▸ **Request 1**
Find every line in the listing below that contains the word "road", and copy those lines.

▸ **Passage to read**
↓
The director will place a camera looking at Antman, and all the transforms will finally be applied and the triangles will be rendered on screen. The renderer only needs to multiply each vertex of every object by each transform matrix in order to obtain the final vertex position on screen.


Skeleton creation


Skeletons are usually created by an artist in a process known as rigging. A rig is just a series of connected joints used to describe animation. You can think of a joint as an anchor point placed around a bending or twisting point in the body, for instance, an elbow. Because the rig describes a hierarchy of joints through their connections, a joint inherits the transforms of their parents. So if you twist your thigh to the right, your foot will point to the right.

Rigging of a mesh

Rigging of a mesh

A very basic rig or skeleton just contains joint locations and the hierarchy, but you can also have orientation, which can be useful to represent twists of limbs along the correct axis. More often than not, we use the term bone interchangeably with the term joint. That is because, as we will see in the skinning section, either way we will just need a single matrix per joint or bone to compute the final vertex position. But in 3D modelling software, usually the bone is not just a transform matrix, but the structure that connects two joints. So if you have a joint in your shoulder, and another joint in the elbow, the shoulder bone is what connects the shoulder to the elbow. Therefore, you can describe bones in terms of starting position, length, and rotation.

What’s a good rig?

There is no single way to rig an object. The illustration below shows possible rigs for a sphere.

Rigs of a sphere

Rigs of a sphere

These are all “good” rigs, depending on the type of animation we are targeting. For instance, if we want to create the animation of a blob moving forward, any of the two first rigs could be used. The second one splits the body in left and right, so the blob could first move one side of the body and then the other. The third rig looks like the skeleton of a person. That means we could create the animation of a person targeted to that sphere. If we had a walking animation, it would look like a person is inside the blob and trying to move forward.

Notice that the joints don’t need to be inside the body. The last example above could be used to model a moving blob that looks as an starfish. The joints can be thoughts as strings that pull the mesh from the outside.
↑
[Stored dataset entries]
↓
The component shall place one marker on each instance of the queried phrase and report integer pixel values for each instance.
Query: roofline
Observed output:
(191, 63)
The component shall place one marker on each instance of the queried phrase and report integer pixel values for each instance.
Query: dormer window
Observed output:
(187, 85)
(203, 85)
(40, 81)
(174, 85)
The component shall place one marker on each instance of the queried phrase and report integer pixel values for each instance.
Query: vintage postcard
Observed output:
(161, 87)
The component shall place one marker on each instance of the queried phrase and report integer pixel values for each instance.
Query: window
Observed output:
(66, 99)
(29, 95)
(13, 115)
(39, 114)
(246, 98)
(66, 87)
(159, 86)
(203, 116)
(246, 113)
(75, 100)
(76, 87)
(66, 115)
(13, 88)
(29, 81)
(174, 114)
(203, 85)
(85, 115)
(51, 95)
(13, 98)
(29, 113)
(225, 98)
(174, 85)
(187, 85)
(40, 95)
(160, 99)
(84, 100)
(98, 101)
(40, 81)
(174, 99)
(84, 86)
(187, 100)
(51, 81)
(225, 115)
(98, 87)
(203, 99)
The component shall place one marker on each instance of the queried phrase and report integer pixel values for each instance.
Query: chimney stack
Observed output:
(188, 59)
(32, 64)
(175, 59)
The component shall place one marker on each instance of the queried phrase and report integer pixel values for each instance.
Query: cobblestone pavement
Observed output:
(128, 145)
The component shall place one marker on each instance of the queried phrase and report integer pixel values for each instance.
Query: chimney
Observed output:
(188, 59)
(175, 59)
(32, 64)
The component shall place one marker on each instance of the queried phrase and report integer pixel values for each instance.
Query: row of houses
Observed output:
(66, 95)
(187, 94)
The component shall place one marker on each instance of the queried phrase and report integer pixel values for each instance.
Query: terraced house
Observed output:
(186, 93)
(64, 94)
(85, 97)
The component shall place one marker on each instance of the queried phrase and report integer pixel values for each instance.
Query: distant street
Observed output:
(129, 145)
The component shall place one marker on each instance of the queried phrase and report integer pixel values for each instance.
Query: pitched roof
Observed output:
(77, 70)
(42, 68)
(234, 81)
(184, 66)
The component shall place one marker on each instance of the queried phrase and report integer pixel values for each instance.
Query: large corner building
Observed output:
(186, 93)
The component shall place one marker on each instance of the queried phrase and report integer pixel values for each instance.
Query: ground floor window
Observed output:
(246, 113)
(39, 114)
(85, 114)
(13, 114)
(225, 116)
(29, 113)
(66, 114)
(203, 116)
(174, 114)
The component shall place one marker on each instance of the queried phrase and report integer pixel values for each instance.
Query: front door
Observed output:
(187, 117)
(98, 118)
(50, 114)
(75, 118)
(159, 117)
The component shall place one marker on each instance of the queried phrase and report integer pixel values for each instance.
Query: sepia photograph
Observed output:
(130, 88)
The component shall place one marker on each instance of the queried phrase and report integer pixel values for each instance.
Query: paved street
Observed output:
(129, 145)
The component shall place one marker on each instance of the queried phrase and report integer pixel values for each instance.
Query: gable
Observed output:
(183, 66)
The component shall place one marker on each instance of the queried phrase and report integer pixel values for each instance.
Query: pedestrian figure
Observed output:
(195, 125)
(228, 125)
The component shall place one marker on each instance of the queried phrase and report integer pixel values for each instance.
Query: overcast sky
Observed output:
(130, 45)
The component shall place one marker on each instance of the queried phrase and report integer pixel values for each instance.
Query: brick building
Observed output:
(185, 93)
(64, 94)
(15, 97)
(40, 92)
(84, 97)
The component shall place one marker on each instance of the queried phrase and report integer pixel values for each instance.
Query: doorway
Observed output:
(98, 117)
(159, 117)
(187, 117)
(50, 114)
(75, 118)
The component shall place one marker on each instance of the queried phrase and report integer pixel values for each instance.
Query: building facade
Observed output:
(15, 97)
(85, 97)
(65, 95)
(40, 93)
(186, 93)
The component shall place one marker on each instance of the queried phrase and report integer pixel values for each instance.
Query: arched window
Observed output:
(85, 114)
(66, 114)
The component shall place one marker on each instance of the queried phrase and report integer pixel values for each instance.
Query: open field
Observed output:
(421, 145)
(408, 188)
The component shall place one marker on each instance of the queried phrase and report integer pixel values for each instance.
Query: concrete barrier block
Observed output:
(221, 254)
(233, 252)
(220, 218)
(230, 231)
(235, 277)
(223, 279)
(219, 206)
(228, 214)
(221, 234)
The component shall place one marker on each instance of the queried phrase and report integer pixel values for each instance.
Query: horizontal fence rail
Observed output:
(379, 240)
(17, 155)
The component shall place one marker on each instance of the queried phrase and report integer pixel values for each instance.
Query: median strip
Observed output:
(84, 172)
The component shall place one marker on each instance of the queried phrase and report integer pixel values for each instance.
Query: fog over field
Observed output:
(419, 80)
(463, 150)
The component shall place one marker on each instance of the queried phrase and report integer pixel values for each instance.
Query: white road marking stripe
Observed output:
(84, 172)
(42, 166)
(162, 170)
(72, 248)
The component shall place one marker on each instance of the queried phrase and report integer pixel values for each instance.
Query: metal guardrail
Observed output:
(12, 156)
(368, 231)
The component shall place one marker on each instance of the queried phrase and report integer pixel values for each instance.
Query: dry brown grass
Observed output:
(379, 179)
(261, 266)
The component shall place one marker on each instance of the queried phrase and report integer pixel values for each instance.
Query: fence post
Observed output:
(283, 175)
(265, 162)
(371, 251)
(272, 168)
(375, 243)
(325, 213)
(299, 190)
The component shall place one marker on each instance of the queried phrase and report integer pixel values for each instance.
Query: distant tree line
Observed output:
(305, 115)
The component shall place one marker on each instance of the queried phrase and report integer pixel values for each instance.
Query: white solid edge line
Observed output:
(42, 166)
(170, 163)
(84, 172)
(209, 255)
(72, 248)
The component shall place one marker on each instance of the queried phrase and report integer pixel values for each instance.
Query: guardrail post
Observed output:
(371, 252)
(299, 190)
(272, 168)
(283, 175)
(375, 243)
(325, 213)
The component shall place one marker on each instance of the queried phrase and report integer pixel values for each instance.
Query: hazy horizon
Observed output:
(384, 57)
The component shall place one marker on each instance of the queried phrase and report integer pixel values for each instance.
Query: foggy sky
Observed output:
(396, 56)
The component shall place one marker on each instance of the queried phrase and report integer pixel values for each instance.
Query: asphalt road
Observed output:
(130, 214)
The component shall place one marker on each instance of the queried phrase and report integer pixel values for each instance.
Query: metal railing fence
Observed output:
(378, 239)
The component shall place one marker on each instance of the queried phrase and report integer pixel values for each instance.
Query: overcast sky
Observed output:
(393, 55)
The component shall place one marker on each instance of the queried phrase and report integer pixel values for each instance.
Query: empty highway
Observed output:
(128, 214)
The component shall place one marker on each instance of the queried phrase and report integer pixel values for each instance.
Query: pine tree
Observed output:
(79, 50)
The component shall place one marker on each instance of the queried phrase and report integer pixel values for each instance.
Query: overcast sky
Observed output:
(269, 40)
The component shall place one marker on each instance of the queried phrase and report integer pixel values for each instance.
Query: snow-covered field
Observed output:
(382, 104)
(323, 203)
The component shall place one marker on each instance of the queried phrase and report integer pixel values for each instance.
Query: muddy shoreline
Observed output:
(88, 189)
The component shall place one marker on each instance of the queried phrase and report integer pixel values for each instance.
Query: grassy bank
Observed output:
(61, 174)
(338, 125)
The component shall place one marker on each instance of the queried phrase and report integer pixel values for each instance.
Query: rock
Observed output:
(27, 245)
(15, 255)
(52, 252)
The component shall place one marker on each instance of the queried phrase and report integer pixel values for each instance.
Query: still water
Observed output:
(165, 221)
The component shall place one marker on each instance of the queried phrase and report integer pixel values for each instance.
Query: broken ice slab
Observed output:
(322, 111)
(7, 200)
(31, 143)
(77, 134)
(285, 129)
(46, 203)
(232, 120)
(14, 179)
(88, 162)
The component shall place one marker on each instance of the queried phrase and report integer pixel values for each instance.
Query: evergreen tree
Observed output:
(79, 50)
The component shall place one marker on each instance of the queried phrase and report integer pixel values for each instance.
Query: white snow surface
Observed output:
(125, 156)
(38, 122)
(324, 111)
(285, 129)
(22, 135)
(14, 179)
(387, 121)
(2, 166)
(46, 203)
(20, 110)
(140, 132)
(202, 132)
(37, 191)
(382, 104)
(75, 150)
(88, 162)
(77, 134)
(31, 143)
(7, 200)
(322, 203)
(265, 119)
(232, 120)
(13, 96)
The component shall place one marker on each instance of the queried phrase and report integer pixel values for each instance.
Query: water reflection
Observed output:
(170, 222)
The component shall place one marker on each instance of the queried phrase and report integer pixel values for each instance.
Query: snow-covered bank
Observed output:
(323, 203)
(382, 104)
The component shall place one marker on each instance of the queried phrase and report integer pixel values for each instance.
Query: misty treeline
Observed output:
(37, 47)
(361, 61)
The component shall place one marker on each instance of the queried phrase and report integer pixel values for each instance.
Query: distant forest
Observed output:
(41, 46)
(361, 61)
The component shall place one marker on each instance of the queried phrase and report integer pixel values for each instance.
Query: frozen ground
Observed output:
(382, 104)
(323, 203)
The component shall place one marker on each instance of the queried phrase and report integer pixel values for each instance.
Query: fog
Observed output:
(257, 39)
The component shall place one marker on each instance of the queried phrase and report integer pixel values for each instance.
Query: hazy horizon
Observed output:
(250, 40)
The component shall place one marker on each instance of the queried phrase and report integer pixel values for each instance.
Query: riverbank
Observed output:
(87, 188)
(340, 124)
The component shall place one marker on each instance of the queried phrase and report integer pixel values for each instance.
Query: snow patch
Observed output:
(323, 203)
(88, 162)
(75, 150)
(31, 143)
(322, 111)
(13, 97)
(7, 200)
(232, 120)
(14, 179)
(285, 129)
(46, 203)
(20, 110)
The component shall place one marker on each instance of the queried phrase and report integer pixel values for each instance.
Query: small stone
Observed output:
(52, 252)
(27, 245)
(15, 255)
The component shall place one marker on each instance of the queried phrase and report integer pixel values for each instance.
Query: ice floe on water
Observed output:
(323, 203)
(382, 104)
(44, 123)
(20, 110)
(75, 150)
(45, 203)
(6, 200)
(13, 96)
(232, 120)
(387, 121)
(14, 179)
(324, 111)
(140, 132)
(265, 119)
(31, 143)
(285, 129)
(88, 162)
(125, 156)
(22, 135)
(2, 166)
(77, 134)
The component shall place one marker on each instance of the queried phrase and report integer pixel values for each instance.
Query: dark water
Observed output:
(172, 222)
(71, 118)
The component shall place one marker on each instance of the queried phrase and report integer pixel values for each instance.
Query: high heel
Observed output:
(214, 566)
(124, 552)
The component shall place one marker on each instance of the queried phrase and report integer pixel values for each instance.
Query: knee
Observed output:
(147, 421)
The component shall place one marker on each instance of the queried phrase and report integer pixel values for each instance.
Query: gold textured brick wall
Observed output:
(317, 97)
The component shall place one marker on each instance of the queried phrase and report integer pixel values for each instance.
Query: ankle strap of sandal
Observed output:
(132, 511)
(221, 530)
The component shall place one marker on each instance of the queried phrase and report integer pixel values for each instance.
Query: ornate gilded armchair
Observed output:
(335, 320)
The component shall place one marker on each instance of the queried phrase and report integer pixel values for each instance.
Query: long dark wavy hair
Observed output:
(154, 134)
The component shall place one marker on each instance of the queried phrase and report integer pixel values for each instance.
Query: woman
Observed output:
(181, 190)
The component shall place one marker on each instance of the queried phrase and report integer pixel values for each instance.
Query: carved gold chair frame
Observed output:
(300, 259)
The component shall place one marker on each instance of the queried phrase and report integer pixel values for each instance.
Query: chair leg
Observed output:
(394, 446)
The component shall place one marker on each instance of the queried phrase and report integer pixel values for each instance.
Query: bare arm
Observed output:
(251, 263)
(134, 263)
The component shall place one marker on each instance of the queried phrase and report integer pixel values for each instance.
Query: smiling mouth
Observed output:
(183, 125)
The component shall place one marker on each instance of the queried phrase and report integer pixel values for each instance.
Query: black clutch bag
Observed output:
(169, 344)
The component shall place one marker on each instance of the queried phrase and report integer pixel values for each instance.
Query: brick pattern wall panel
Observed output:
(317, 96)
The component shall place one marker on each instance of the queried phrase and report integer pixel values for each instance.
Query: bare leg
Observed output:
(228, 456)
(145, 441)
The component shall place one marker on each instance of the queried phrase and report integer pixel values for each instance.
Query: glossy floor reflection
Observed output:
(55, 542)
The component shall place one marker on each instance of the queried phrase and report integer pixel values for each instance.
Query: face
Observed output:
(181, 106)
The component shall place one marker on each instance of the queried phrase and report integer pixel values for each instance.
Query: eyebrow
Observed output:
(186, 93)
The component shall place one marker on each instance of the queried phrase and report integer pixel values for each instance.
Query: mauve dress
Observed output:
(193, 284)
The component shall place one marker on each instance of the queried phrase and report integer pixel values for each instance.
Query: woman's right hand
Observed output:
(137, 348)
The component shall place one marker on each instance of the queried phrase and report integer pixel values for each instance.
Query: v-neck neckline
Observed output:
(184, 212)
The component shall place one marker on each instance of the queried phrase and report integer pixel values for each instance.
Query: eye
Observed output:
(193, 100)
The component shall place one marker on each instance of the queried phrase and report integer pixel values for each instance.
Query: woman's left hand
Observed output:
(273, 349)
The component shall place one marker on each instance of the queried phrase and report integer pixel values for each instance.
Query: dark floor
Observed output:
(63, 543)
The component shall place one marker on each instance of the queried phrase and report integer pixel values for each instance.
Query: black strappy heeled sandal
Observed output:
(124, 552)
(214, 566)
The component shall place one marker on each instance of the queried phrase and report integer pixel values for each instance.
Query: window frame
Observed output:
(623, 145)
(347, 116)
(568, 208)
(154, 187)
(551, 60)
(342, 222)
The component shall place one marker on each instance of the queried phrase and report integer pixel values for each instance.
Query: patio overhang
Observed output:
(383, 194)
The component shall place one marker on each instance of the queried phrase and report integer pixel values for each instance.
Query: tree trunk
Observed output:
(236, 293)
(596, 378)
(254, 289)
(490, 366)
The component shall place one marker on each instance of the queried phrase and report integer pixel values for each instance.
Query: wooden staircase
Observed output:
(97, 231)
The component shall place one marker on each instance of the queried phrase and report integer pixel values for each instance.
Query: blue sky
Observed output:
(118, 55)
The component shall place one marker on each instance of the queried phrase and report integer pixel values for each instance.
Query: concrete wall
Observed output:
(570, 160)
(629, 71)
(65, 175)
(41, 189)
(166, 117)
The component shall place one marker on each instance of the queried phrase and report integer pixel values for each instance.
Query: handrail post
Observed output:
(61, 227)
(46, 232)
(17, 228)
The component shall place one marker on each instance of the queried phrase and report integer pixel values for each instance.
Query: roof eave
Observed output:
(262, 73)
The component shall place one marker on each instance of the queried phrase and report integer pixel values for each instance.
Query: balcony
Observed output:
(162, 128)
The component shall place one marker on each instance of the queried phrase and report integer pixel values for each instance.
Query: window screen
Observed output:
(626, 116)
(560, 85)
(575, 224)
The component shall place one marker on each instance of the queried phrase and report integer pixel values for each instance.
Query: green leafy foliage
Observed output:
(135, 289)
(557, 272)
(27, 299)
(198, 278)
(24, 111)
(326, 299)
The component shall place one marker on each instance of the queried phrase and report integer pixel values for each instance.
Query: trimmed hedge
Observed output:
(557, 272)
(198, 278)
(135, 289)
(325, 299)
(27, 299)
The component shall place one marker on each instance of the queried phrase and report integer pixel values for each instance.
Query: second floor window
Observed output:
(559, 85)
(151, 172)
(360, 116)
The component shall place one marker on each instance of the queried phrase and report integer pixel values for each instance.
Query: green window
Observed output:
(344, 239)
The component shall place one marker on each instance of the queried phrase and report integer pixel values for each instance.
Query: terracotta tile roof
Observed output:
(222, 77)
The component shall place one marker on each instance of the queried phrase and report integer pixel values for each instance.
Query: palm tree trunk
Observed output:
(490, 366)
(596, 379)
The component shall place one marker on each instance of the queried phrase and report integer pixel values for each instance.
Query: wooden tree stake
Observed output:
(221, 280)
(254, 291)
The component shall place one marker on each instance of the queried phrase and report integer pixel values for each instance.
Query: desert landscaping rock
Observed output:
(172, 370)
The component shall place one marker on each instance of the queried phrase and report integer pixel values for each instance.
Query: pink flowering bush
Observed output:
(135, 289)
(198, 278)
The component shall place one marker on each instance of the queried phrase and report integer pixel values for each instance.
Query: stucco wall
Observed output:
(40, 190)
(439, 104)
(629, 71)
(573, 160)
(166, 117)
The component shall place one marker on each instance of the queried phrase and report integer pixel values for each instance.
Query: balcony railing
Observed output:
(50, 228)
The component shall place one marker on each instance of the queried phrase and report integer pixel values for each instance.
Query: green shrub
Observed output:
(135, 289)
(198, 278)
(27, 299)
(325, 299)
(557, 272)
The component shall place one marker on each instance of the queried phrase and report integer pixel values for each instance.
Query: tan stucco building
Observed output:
↑
▸ **Request 2**
In the article on skeleton rigging above, what is a rig?

▸ **Full response 1**
Query: white road marking stripe
Query: asphalt road

▸ **Full response 2**
A rig is a series of connected joints used to describe animation.